THE TASK
Reproduce the data below word for word, every line, in its original order.

RAW DATA
——————

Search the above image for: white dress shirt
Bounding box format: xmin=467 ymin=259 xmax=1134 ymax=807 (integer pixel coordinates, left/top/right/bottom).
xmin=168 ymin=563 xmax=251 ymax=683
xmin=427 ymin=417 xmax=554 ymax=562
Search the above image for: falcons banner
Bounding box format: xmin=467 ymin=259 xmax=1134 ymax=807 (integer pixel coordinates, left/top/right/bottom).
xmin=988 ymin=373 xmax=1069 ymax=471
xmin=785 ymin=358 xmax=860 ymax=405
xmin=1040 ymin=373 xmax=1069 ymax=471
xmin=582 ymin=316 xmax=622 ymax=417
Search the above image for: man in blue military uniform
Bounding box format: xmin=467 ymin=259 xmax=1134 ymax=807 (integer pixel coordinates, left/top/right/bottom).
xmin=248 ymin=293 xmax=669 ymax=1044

——————

ANSWER TO THIS PROBLEM
Search the above image for: white dress shirt
Bounding box format: xmin=467 ymin=259 xmax=1134 ymax=807 (integer pixel coordinates, left/top/right/bottom).
xmin=168 ymin=563 xmax=251 ymax=683
xmin=427 ymin=417 xmax=554 ymax=562
Search the above image for: falcons banner
Bounding box format: xmin=467 ymin=259 xmax=1134 ymax=807 (integer pixel coordinates, left/top/right/bottom).
xmin=988 ymin=373 xmax=1069 ymax=471
xmin=785 ymin=358 xmax=860 ymax=405
xmin=1040 ymin=373 xmax=1069 ymax=471
xmin=582 ymin=316 xmax=622 ymax=417
Search the above image for: man in blue military uniform
Bounding box format: xmin=467 ymin=259 xmax=1134 ymax=807 (integer pixel coordinates, left/top/right/bottom).
xmin=248 ymin=293 xmax=669 ymax=1044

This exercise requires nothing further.